**Lavoro richiesto:**
Risponda alle seguenti domande sul testo dedicato al film I morti non muoiono:
1. Secondo la citazione iniziale, su chi preferirebbe fare un film l'autore piuttosto che sull'imperatore della Cina?
2. A quale anno risale l'intervista da cui è tratta la citazione?
3. Da quale movimento cinematografico, secondo il testo, è mutuata la concezione autoriale del cineasta?

**Testo del documento:**
================================

«Mi considero un poeta minore che scrive componimenti di pochi versi. Preferirei fare un film su un ragazzo che porta in giro un cane piuttosto che sull’imperatore della Cina.»

Con questa citazione da un intervista di Jim Jarmusch del 1989 iniziamo ad analizzare I morti non muoiono, l’ultima sua opera uscita a giugno nelle sale italiane. Il cineasta dell’Ohio è senza dubbio uno dei maggiori interpreti del cinema indipendente americano ed è riuscito a rimanere incredibilmente al di fuori delle grandi produzioni permettendo cosi di poter coltivare la sua concezione autoriale, mutuata sicuramente anche dalla Nouvelle Vague francese, e la propria libertà creativa.

================================

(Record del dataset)
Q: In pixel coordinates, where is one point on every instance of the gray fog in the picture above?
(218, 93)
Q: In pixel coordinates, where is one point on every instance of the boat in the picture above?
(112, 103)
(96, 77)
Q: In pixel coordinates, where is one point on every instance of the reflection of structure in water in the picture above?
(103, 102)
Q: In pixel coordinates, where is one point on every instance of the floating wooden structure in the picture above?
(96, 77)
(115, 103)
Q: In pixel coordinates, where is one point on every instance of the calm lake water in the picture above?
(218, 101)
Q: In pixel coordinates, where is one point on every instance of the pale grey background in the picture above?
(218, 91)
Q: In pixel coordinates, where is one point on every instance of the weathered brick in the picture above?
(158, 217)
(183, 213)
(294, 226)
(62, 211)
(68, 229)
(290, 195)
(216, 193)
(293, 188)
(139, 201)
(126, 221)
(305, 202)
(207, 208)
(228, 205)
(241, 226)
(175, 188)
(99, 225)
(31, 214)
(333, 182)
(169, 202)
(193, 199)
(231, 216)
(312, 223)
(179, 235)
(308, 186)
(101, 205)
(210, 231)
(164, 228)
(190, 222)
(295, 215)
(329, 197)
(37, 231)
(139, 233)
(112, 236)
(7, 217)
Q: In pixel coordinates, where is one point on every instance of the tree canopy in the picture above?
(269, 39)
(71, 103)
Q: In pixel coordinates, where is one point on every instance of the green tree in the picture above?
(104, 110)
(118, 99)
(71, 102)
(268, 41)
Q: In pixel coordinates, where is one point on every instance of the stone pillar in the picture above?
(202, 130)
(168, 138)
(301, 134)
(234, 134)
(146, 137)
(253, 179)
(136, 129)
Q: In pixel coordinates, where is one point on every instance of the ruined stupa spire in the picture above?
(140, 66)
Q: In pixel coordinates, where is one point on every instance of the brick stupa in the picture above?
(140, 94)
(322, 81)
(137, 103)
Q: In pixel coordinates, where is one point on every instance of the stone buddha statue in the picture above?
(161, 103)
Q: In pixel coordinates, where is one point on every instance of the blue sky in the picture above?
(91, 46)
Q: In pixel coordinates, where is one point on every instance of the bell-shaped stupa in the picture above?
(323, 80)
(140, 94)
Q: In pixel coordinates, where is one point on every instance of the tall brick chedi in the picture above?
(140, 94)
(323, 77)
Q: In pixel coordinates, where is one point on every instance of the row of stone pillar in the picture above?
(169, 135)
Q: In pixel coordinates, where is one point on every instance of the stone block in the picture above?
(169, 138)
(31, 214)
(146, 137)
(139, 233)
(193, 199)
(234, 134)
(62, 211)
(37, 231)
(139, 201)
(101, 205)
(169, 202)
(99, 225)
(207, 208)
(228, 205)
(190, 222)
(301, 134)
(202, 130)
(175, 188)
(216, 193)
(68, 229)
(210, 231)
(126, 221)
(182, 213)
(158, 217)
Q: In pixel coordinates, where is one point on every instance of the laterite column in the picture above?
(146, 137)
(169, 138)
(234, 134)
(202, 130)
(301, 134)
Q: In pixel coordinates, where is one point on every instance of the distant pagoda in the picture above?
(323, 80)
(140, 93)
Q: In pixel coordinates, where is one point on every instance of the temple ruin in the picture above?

================================

**Risposta al quesito:**
1. Su un ragazzo che porta in giro un cane.
2. Al 1989.
3. Dalla Nouvelle Vague francese.